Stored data
━━━━

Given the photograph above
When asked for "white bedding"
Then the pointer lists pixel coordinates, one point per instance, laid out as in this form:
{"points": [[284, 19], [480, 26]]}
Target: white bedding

━━━━

> _Goal of the exercise_: Reproduce the data above line for line, without changing a single character.

> _Correct response_:
Given the photograph above
When asked for "white bedding"
Then the pointer lists pixel coordinates, one point per instance, laid out as in this form:
{"points": [[284, 19], [480, 26]]}
Target: white bedding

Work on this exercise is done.